• **Assigned task**:
For this exercise, output the line containing "Audit flag: the evergreen" and every line after it through the end of the records, exactly, and no other line.

(Dataset entries)
[Start of section]
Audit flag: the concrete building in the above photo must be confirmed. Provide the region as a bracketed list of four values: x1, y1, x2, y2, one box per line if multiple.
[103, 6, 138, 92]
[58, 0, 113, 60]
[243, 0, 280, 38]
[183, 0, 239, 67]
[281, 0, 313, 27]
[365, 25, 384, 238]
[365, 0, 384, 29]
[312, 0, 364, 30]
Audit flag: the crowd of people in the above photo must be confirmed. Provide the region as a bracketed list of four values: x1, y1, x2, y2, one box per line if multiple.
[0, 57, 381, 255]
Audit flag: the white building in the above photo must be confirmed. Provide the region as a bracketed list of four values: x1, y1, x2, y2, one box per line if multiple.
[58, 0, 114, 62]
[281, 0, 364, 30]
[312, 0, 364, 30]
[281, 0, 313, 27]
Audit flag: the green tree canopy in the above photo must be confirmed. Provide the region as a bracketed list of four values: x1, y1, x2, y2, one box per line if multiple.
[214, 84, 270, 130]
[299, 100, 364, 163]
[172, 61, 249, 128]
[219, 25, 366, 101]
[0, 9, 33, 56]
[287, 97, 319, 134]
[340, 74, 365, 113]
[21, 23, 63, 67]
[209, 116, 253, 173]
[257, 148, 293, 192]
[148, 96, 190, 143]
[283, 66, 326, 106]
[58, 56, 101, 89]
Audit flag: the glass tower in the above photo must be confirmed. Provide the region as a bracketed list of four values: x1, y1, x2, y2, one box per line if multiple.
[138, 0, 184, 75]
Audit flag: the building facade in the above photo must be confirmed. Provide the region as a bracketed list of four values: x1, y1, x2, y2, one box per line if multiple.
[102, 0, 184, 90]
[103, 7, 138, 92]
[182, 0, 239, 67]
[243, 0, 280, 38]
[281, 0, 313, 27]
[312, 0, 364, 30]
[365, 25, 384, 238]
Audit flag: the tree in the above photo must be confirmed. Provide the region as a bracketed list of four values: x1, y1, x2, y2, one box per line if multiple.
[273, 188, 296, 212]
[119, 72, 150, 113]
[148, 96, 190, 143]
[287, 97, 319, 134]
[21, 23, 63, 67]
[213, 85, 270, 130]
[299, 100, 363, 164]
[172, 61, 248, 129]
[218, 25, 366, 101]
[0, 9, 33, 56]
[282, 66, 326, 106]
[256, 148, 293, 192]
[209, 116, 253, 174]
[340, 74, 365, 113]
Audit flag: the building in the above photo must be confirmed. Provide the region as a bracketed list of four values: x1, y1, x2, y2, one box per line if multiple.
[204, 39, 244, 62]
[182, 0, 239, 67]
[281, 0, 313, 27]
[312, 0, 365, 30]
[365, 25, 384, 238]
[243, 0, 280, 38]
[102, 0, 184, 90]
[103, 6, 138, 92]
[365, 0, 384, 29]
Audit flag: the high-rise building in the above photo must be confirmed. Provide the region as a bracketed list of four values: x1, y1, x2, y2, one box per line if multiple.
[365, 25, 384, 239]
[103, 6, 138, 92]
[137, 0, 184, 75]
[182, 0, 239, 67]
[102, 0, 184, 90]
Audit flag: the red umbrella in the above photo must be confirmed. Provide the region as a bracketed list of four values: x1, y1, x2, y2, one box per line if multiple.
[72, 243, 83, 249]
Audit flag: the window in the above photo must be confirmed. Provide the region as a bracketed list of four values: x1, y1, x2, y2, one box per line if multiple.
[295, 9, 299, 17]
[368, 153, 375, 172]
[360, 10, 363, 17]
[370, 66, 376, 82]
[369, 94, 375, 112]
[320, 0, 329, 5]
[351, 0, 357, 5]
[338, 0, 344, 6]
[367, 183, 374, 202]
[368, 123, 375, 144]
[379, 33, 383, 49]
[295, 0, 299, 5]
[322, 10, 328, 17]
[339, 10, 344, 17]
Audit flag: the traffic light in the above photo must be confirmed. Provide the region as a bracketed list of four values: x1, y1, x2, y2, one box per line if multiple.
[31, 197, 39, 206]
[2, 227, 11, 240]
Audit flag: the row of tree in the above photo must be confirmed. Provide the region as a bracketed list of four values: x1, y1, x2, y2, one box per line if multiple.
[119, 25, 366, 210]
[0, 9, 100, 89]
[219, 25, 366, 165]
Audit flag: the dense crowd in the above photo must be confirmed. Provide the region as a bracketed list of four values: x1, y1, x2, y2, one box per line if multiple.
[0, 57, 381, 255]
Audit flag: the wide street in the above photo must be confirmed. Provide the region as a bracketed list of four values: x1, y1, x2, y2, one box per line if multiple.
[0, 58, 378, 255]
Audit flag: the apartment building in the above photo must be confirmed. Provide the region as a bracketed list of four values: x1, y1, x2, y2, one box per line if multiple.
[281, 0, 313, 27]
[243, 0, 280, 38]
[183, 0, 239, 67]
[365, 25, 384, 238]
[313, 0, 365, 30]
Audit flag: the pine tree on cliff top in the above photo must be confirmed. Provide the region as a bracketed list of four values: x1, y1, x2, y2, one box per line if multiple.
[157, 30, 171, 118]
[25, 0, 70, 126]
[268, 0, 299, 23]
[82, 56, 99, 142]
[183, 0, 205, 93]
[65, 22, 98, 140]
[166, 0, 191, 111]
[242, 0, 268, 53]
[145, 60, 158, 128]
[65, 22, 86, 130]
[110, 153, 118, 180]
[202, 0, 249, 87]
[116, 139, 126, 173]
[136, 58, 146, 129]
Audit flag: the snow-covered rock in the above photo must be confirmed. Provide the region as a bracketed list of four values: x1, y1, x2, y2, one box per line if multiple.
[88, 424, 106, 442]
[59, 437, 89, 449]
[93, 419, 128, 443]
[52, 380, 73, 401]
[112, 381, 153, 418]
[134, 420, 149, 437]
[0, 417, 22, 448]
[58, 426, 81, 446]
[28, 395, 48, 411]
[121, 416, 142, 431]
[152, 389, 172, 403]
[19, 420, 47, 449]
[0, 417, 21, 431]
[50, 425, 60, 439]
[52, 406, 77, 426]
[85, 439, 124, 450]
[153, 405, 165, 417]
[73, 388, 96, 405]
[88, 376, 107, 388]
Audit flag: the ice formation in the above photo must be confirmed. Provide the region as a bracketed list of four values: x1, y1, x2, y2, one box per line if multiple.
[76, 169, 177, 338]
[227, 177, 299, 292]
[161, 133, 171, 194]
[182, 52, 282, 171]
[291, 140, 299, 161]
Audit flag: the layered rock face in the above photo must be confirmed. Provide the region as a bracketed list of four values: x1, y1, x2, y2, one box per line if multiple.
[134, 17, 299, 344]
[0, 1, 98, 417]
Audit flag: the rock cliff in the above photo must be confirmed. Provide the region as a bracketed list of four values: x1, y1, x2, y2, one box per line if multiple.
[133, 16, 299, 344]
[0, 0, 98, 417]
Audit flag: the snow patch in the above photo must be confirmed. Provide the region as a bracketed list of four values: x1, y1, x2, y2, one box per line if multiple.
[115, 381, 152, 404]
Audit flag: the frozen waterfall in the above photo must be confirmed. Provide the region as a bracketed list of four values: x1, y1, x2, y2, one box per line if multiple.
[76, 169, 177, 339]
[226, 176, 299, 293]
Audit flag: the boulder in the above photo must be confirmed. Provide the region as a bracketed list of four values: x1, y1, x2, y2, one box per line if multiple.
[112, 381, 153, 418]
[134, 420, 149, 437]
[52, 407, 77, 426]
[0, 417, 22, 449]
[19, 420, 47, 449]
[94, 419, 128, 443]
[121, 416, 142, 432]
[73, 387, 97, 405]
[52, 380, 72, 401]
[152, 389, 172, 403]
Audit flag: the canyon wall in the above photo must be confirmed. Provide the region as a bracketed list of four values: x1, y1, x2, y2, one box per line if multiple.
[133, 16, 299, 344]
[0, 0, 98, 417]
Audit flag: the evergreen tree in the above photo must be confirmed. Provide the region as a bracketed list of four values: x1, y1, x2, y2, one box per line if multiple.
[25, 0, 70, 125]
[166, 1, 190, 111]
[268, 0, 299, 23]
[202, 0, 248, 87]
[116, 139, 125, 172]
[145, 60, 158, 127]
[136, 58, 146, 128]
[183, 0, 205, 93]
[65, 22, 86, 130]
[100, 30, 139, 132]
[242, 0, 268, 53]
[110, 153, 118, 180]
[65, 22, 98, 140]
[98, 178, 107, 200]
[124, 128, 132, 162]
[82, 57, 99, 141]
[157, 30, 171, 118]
[End of section]
• **Response**:
Audit flag: the evergreen tree in the above photo must be confirmed. Provide the region as a bracketed list of four values: x1, y1, x2, y2, one box per line if multiple.
[25, 0, 70, 125]
[166, 1, 190, 111]
[268, 0, 299, 23]
[202, 0, 248, 87]
[116, 139, 125, 172]
[145, 60, 158, 127]
[136, 58, 146, 128]
[183, 0, 205, 93]
[65, 22, 86, 130]
[100, 30, 139, 132]
[242, 0, 268, 53]
[110, 153, 118, 180]
[65, 22, 98, 140]
[98, 178, 107, 200]
[124, 128, 132, 162]
[82, 57, 99, 141]
[157, 30, 171, 118]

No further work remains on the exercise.